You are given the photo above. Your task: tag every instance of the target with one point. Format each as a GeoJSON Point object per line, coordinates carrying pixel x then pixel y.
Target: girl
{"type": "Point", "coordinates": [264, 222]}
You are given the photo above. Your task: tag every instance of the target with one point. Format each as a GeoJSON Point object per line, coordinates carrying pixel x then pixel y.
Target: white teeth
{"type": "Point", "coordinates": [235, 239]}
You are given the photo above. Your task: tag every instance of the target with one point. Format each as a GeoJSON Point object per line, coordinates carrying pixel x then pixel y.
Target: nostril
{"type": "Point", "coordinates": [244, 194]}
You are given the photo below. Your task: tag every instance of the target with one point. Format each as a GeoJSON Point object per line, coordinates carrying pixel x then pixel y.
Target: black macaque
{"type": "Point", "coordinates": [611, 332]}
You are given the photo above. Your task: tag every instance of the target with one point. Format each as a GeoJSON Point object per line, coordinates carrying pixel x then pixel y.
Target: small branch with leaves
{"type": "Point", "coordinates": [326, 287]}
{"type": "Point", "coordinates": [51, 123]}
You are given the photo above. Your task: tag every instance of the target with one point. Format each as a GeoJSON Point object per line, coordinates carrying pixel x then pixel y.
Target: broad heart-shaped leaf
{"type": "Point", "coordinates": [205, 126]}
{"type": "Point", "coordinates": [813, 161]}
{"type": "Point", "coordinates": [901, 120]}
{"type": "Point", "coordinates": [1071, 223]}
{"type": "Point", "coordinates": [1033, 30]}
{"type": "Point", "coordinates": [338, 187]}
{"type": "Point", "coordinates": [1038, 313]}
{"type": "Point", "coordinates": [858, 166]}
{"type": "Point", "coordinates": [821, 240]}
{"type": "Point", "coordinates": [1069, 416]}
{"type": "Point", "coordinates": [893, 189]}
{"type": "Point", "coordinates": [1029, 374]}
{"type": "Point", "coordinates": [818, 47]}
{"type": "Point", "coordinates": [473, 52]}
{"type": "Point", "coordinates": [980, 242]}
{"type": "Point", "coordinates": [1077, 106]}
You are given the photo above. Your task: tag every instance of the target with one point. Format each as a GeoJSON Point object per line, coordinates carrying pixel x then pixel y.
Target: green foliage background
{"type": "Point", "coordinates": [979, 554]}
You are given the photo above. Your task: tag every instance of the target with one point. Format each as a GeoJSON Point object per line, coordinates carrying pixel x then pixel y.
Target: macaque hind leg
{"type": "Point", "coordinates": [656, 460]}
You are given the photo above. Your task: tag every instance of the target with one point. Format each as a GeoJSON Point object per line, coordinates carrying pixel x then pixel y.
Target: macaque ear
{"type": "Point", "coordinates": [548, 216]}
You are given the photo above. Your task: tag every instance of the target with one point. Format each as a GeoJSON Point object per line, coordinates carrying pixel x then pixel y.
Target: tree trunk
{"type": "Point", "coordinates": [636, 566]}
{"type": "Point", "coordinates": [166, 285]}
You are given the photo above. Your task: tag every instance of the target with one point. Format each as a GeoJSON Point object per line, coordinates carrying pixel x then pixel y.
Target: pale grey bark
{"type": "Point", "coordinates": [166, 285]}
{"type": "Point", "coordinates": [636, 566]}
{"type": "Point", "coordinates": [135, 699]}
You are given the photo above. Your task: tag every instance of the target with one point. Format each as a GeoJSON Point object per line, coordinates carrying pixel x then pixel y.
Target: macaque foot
=====
▶ Problem details:
Extract each line of the material exactly as it stands.

▶ Written answer:
You are given the photo above. Your task: tag every instance of the target with one point. Format each as a GeoJSON Point object per line, coordinates carrying pixel x then pixel y.
Target: girl
{"type": "Point", "coordinates": [264, 222]}
You are given the photo above. Your task: tag every instance of the target with one point. Format each as a GeoJSON Point object per line, coordinates carrying pixel x then pixel y.
Target: white teeth
{"type": "Point", "coordinates": [235, 239]}
You are given the photo above. Your task: tag every instance of the target with one point. Format each as a GeoJSON Point object per line, coordinates carrying pixel x then pixel y.
Target: nostril
{"type": "Point", "coordinates": [244, 194]}
You are given the photo below. Your task: tag every instance of the target with one point. Format each as a GeoJSON Point object per line, coordinates carrying pixel x then pixel y.
Target: black macaque
{"type": "Point", "coordinates": [611, 332]}
You are given the photo above. Your task: tag every instance of the target with one point. Format each as a GeoJSON Point object per line, coordinates carrying pixel x then pixel y.
Target: small branch with leaves
{"type": "Point", "coordinates": [326, 287]}
{"type": "Point", "coordinates": [51, 123]}
You are given the photo above. Your task: tag every instance of the target with one point. Format each as a GeoJSON Point object per line, coordinates carrying pixel x then pixel y.
Target: broad heart-shaped leaf
{"type": "Point", "coordinates": [205, 126]}
{"type": "Point", "coordinates": [813, 161]}
{"type": "Point", "coordinates": [901, 120]}
{"type": "Point", "coordinates": [1071, 223]}
{"type": "Point", "coordinates": [1033, 30]}
{"type": "Point", "coordinates": [338, 187]}
{"type": "Point", "coordinates": [1038, 313]}
{"type": "Point", "coordinates": [858, 166]}
{"type": "Point", "coordinates": [821, 240]}
{"type": "Point", "coordinates": [1069, 416]}
{"type": "Point", "coordinates": [893, 189]}
{"type": "Point", "coordinates": [1029, 374]}
{"type": "Point", "coordinates": [818, 47]}
{"type": "Point", "coordinates": [473, 52]}
{"type": "Point", "coordinates": [980, 242]}
{"type": "Point", "coordinates": [1077, 106]}
You are given the photo above. Your task: tag every instance of the target with one point. Format each as a GeoJSON Point object per line, coordinates carrying pixel x then pixel y.
Target: green foliage background
{"type": "Point", "coordinates": [979, 554]}
You are given the photo above. Your task: tag every instance of the target with one point. Format each as a GeoJSON Point object per line, coordinates carrying pixel x then pixel y.
Target: macaque hind leg
{"type": "Point", "coordinates": [656, 460]}
You are given the photo above. Your task: tag every instance of the target with one point. Format each as a GeoJSON Point object per line, coordinates carrying pixel x then pixel y.
Target: macaque ear
{"type": "Point", "coordinates": [548, 216]}
You are given the photo above. Your task: tag every instance of the target with one point. Format each as a GeoJSON Point object per line, coordinates carrying pixel x then pixel y.
Target: tree trunk
{"type": "Point", "coordinates": [636, 566]}
{"type": "Point", "coordinates": [166, 285]}
You are given the photo above. Your task: tag every instance of the target with one point. Format each as a GeoJSON Point object per line, coordinates carrying pixel x then pixel y.
Target: pale grey bark
{"type": "Point", "coordinates": [166, 285]}
{"type": "Point", "coordinates": [636, 566]}
{"type": "Point", "coordinates": [135, 699]}
You are given the photo above. Your task: tag every instance of the target with one point. Format each as a GeoJSON Point object per line, coordinates carrying pixel x then pixel y.
Target: macaque foot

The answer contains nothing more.